» **INSTRUCTION**
Lay out the entries below as a Markdown table with the columns "Row" and "Line," giving each line its own numbered row and omitting any blank lines.

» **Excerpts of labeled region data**

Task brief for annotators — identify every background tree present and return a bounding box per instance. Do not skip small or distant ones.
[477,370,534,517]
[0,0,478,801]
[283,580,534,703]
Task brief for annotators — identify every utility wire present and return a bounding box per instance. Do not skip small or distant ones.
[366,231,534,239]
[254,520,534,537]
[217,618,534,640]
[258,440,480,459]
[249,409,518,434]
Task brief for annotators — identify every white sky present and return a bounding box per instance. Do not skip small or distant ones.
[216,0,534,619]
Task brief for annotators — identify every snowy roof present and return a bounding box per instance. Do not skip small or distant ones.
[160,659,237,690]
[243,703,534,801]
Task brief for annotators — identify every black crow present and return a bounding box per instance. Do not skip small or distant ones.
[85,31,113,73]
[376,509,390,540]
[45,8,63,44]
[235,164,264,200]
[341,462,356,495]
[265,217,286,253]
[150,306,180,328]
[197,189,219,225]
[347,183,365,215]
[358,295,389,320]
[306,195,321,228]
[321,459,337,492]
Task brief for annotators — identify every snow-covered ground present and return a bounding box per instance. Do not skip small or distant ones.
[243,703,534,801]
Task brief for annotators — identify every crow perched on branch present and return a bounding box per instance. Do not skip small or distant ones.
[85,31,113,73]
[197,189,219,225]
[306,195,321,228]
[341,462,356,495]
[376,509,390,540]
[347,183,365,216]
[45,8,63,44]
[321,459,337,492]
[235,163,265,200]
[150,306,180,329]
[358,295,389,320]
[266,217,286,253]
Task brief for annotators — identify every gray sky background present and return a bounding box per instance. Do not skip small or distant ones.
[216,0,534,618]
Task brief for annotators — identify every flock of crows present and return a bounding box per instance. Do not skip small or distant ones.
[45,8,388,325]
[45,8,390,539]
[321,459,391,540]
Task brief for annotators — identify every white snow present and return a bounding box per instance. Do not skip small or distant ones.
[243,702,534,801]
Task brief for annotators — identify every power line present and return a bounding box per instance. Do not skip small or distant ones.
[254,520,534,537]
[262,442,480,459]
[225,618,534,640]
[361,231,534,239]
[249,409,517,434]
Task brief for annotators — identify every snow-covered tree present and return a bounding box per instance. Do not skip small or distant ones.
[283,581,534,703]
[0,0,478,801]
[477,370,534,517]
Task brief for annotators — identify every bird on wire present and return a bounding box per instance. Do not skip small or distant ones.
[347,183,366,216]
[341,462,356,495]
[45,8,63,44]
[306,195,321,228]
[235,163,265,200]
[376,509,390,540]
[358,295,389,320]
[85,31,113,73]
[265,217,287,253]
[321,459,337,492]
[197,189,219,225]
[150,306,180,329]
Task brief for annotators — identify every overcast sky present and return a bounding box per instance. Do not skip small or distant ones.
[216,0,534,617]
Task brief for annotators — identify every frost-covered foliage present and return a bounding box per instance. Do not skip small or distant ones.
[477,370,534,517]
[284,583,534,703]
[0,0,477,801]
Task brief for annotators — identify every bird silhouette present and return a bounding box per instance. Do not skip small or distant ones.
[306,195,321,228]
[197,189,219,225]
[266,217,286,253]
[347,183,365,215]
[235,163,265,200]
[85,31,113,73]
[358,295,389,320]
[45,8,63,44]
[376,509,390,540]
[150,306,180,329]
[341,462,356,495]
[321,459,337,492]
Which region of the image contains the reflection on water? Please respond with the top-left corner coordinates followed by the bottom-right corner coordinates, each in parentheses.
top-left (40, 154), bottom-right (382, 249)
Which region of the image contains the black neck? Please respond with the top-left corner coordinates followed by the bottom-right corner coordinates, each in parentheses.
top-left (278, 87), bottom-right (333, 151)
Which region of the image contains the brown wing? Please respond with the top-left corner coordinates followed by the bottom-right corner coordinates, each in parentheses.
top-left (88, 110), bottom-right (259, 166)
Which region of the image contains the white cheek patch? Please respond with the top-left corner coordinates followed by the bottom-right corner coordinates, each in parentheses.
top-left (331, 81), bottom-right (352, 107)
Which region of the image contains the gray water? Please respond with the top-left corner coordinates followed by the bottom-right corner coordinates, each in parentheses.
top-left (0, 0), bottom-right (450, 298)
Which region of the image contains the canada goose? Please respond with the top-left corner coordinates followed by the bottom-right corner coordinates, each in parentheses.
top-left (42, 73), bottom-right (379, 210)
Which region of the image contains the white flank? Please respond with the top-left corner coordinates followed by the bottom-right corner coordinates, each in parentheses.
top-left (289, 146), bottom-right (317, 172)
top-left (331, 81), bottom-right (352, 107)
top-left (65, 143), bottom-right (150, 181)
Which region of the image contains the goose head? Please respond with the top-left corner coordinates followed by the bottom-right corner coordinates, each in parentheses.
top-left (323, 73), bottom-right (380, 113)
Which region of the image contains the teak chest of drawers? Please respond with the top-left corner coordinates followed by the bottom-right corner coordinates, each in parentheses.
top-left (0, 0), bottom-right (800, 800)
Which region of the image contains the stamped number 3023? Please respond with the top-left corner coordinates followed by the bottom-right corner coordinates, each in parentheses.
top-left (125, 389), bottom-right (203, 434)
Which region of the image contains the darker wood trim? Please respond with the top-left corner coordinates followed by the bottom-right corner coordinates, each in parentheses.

» **SOLUTION BELOW**
| Row | Line |
|---|---|
| 1 | Task brief for annotators — identify every background tree present and return a bounding box per instance. Do not skip small or distant ones. |
| 2 | [477,370,534,517] |
| 3 | [0,0,478,801] |
| 4 | [283,580,534,703] |
| 5 | Task brief for annotators — identify every utility wire present and return a bounding box per instance. Do not skip small or distant ones. |
| 6 | [366,231,534,239] |
| 7 | [254,520,534,537] |
| 8 | [217,618,534,640] |
| 9 | [258,440,480,459] |
| 10 | [249,409,518,434] |
| 11 | Task brief for annotators — identify every white sky present and return a bounding box per instance. Do not skip small or distant ones. |
| 12 | [216,0,534,619] |
| 13 | Task brief for annotators — identify every snowy roof present and return a bounding box per instance. Do not skip small or distant ones. |
| 14 | [160,659,237,690] |
| 15 | [243,703,534,801] |
| 16 | Task brief for annotators — identify every black crow present and return a bounding box per instance. Do not skip small or distant ones. |
| 17 | [85,31,113,73] |
| 18 | [376,509,390,540] |
| 19 | [45,8,63,44] |
| 20 | [235,164,264,200] |
| 21 | [341,462,356,495] |
| 22 | [265,217,286,253] |
| 23 | [150,306,180,328] |
| 24 | [197,189,219,225] |
| 25 | [347,183,365,215] |
| 26 | [358,295,389,320] |
| 27 | [306,195,321,228] |
| 28 | [321,459,337,492] |
| 29 | Task brief for annotators — identify every snow-covered ground present and return a bounding box per instance. Do not skip small or distant ones. |
| 30 | [243,703,534,801] |
| 31 | Task brief for annotators — identify every crow perched on branch present and return a bounding box per instance. Do not skip small or distant ones. |
| 32 | [85,31,113,73] |
| 33 | [197,189,219,225] |
| 34 | [306,195,321,228] |
| 35 | [341,462,356,495] |
| 36 | [376,509,390,540] |
| 37 | [347,183,365,216] |
| 38 | [45,8,63,44] |
| 39 | [321,459,337,492] |
| 40 | [235,163,265,200] |
| 41 | [150,306,180,329] |
| 42 | [358,295,389,320] |
| 43 | [266,217,286,253] |
| 44 | Task brief for annotators — identify every gray sky background present and return a bounding box per instance. Do not skip small or distant ones. |
| 45 | [216,0,534,618] |
| 46 | Task brief for annotators — identify every flock of crows present and return a bounding box per instance. Do not skip small or distant ones. |
| 47 | [45,8,388,325] |
| 48 | [45,8,390,539] |
| 49 | [321,459,391,540] |
| 50 | Task brief for annotators — identify every white snow present and return a bounding box per instance. Do not skip small or distant ones. |
| 51 | [243,702,534,801] |
| 52 | Task brief for annotators — identify every power line present and return a bounding box per instance. Do not skip small or distant ones. |
| 53 | [254,520,534,537] |
| 54 | [262,442,480,459] |
| 55 | [225,618,534,640] |
| 56 | [361,231,534,239] |
| 57 | [249,409,517,434] |
| 58 | Task brief for annotators — identify every snow-covered tree present and return a bounding box per instance. Do not skip small or distant ones. |
| 59 | [283,581,534,703] |
| 60 | [0,0,478,801] |
| 61 | [477,370,534,517] |
| 62 | Task brief for annotators — identify every bird on wire present and return a bounding box per instance. Do not skip small or distant ones. |
| 63 | [347,183,366,216] |
| 64 | [341,462,356,495] |
| 65 | [45,8,63,44] |
| 66 | [306,195,321,228] |
| 67 | [235,163,265,200] |
| 68 | [376,509,390,540] |
| 69 | [358,295,389,320] |
| 70 | [85,31,113,73] |
| 71 | [265,217,287,253] |
| 72 | [321,459,337,492] |
| 73 | [197,189,219,225] |
| 74 | [150,306,180,329] |
| 75 | Task brief for annotators — identify every overcast sky present and return a bounding box per instance. Do not skip small or distant ones. |
| 76 | [216,0,534,617] |
| 77 | Task brief for annotators — identify every frost-covered foliage present and return a bounding box per instance. Do not skip small or distant ones. |
| 78 | [477,370,534,517] |
| 79 | [284,583,534,703] |
| 80 | [0,0,477,801] |
| 81 | Task brief for annotators — identify every bird silhouette present and return a bounding box per instance. Do not skip small or distant ones. |
| 82 | [306,195,321,228] |
| 83 | [197,189,219,225] |
| 84 | [266,217,286,253] |
| 85 | [347,183,365,215] |
| 86 | [235,163,265,200] |
| 87 | [85,31,113,73] |
| 88 | [358,295,389,320] |
| 89 | [45,8,63,44] |
| 90 | [376,509,390,540] |
| 91 | [150,306,180,329] |
| 92 | [341,462,356,495] |
| 93 | [321,459,337,492] |
| 94 | Which region of the image contains the reflection on water? Please respond with the top-left corner coordinates followed by the bottom-right corner coordinates, each in parentheses. |
| 95 | top-left (40, 154), bottom-right (382, 249) |
| 96 | Which region of the image contains the black neck? Please respond with the top-left corner coordinates followed by the bottom-right corner coordinates, each in parentheses. |
| 97 | top-left (278, 87), bottom-right (333, 151) |
| 98 | Which region of the image contains the brown wing? Please respond with the top-left corner coordinates followed by the bottom-right corner coordinates, each in parentheses. |
| 99 | top-left (88, 110), bottom-right (259, 166) |
| 100 | Which region of the image contains the white cheek patch? Please respond with the top-left corner coordinates followed by the bottom-right corner coordinates, each in parentheses. |
| 101 | top-left (331, 81), bottom-right (352, 107) |
| 102 | Which region of the image contains the gray water? Please respond with the top-left corner coordinates followed by the bottom-right corner coordinates, each in parentheses. |
| 103 | top-left (0, 0), bottom-right (450, 298) |
| 104 | Which region of the image contains the canada goose? Please respond with the top-left corner coordinates followed by the bottom-right corner coordinates, each in parentheses. |
| 105 | top-left (42, 73), bottom-right (379, 210) |
| 106 | Which region of the image contains the white flank? Please respond with the top-left corner coordinates followed by the bottom-right corner coordinates, each in parentheses. |
| 107 | top-left (289, 146), bottom-right (317, 172) |
| 108 | top-left (331, 81), bottom-right (352, 107) |
| 109 | top-left (65, 143), bottom-right (150, 181) |
| 110 | Which region of the image contains the goose head? Please respond with the top-left corner coordinates followed by the bottom-right corner coordinates, each in parentheses. |
| 111 | top-left (323, 73), bottom-right (380, 113) |
| 112 | Which region of the image contains the teak chest of drawers? Please respond with the top-left corner coordinates followed by the bottom-right corner coordinates, each in parentheses. |
| 113 | top-left (0, 0), bottom-right (800, 800) |
| 114 | Which region of the image contains the stamped number 3023? Please respond with the top-left corner coordinates followed by the bottom-right corner coordinates, each in parentheses. |
| 115 | top-left (125, 389), bottom-right (203, 434) |
| 116 | Which region of the image contains the darker wood trim? Please respond with the top-left corner coordinates followed by the bottom-right corner coordinates, each in parentheses. |